* **Exercise details**
Report only how many lines in the data below contain the string "dandelion".

* **Data extract**

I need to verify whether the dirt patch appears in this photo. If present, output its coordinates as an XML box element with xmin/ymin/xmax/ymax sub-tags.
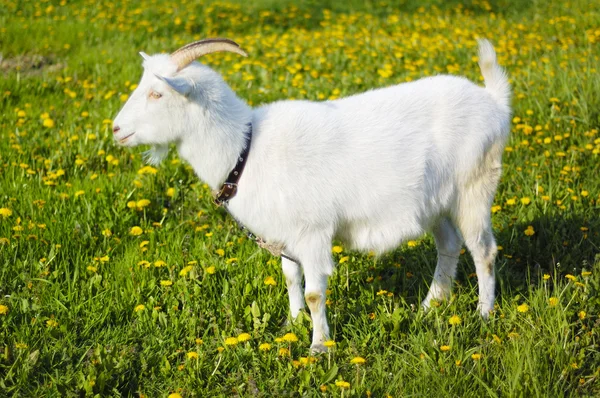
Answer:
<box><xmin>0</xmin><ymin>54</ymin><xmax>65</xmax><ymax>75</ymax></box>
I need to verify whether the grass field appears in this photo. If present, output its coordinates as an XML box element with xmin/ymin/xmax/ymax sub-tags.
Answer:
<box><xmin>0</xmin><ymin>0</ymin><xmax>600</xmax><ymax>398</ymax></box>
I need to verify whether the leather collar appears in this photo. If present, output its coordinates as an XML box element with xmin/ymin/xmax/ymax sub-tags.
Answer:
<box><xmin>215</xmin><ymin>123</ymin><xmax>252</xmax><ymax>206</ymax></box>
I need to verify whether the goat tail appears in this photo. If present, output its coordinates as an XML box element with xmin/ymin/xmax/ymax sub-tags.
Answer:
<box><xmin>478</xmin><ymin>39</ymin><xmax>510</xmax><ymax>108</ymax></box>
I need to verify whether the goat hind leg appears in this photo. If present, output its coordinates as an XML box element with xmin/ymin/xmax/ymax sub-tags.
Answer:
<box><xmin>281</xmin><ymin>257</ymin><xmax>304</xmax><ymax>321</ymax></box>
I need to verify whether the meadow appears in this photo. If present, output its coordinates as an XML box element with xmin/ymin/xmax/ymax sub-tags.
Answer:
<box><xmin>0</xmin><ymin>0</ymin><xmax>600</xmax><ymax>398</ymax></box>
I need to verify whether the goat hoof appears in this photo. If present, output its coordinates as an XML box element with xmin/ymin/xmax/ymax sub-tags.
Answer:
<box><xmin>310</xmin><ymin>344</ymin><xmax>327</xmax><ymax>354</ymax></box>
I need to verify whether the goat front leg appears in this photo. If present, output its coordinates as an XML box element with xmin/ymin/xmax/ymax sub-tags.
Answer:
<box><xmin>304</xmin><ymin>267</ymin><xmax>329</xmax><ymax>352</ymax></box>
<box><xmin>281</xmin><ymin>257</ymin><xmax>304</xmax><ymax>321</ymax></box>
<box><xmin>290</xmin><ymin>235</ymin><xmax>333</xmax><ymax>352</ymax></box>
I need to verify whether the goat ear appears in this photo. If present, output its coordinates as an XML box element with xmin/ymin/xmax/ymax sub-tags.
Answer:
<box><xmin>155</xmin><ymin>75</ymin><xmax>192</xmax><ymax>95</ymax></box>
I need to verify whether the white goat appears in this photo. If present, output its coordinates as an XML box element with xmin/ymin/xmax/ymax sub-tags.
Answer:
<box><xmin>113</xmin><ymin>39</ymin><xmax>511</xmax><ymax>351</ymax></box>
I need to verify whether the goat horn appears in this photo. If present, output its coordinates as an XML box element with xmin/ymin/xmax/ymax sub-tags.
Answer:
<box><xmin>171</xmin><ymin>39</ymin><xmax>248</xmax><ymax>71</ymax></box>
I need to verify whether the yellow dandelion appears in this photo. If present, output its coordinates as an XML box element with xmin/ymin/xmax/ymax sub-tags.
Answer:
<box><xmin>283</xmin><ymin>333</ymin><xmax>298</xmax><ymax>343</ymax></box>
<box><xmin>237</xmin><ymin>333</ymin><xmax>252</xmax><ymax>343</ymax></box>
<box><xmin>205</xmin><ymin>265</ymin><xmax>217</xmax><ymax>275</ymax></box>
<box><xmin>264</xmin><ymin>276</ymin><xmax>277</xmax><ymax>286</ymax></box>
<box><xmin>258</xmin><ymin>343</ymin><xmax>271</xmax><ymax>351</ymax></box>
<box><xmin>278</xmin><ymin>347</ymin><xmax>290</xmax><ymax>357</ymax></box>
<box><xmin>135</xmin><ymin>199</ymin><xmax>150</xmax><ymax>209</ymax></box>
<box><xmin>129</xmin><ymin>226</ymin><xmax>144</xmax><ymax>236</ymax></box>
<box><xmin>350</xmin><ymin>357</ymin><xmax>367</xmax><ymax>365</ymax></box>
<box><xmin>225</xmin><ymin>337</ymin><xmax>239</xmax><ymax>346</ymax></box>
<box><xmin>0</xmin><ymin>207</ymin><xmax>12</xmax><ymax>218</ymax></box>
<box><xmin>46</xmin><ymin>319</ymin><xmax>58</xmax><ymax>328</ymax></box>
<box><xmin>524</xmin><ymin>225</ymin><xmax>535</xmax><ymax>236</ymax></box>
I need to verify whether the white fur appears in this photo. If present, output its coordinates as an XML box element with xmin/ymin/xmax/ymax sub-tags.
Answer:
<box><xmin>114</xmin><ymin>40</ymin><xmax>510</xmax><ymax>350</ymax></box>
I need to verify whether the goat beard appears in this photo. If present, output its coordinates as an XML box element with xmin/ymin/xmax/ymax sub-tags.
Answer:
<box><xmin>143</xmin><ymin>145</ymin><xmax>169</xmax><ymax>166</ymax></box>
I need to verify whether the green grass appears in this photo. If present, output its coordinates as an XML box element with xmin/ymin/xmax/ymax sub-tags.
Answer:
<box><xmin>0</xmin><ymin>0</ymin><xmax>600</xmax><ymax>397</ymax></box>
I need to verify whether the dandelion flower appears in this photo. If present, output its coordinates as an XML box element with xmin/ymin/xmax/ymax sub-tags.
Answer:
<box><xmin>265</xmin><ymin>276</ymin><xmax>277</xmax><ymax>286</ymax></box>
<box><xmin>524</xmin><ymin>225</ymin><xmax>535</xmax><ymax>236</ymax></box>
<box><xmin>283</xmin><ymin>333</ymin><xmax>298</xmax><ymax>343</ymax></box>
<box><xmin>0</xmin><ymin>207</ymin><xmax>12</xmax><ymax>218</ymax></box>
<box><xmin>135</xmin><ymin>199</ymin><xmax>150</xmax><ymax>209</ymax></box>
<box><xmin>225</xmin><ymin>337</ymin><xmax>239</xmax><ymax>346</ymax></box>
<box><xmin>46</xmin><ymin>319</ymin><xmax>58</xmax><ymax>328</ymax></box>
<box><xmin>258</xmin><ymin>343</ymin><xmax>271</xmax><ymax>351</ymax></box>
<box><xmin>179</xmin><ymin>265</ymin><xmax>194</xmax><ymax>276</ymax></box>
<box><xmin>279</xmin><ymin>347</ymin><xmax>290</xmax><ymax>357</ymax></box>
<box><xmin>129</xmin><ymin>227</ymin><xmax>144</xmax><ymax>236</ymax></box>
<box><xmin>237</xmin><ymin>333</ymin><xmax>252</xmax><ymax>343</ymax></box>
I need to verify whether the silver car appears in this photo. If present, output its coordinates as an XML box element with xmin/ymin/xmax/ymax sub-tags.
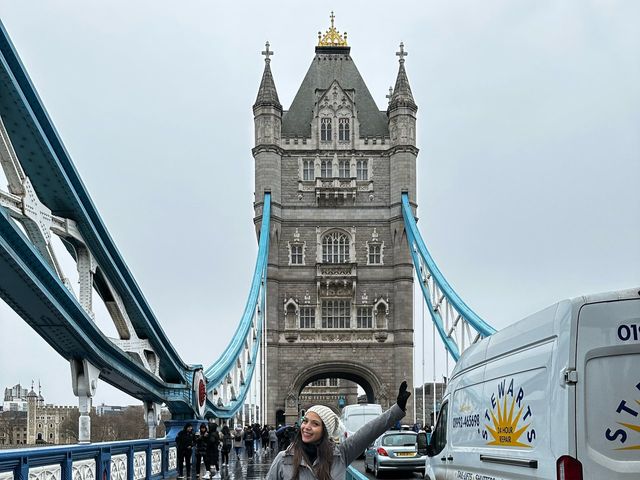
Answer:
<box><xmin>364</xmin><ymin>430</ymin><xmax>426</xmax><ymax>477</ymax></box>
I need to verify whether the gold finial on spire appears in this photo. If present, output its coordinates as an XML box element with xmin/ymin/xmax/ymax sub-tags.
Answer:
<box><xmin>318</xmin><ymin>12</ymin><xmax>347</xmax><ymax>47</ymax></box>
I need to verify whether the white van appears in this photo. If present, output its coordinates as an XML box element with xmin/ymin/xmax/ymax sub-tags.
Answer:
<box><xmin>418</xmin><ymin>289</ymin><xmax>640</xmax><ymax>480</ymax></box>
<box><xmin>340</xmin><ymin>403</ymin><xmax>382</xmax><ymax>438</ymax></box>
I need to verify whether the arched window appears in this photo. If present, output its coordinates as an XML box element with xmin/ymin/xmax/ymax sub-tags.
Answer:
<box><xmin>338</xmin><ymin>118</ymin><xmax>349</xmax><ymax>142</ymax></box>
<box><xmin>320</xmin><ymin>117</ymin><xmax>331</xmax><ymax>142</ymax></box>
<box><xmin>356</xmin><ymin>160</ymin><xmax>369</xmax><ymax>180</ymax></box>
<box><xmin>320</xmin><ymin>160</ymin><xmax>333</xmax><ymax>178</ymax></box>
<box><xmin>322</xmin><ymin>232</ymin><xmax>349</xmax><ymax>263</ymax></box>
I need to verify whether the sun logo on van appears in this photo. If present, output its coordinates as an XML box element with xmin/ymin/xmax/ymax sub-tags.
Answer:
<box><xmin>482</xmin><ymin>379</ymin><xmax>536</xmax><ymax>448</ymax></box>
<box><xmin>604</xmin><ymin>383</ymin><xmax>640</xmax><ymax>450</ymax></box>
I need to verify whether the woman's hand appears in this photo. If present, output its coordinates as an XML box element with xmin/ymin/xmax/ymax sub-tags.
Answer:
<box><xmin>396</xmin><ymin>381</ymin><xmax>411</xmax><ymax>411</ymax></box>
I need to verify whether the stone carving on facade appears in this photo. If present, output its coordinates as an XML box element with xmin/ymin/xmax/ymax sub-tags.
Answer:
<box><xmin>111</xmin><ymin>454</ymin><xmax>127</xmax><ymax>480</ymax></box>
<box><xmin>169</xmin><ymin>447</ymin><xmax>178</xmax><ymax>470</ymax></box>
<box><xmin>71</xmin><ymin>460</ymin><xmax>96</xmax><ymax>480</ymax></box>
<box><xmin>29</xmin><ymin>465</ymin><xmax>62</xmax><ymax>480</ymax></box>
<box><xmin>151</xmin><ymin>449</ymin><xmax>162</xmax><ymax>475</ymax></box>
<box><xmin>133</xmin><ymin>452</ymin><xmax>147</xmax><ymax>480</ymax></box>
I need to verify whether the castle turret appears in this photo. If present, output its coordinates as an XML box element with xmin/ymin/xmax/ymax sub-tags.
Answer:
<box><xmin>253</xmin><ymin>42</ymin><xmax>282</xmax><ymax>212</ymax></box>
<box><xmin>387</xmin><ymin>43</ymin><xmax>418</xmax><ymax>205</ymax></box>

* **Answer for this exercise**
2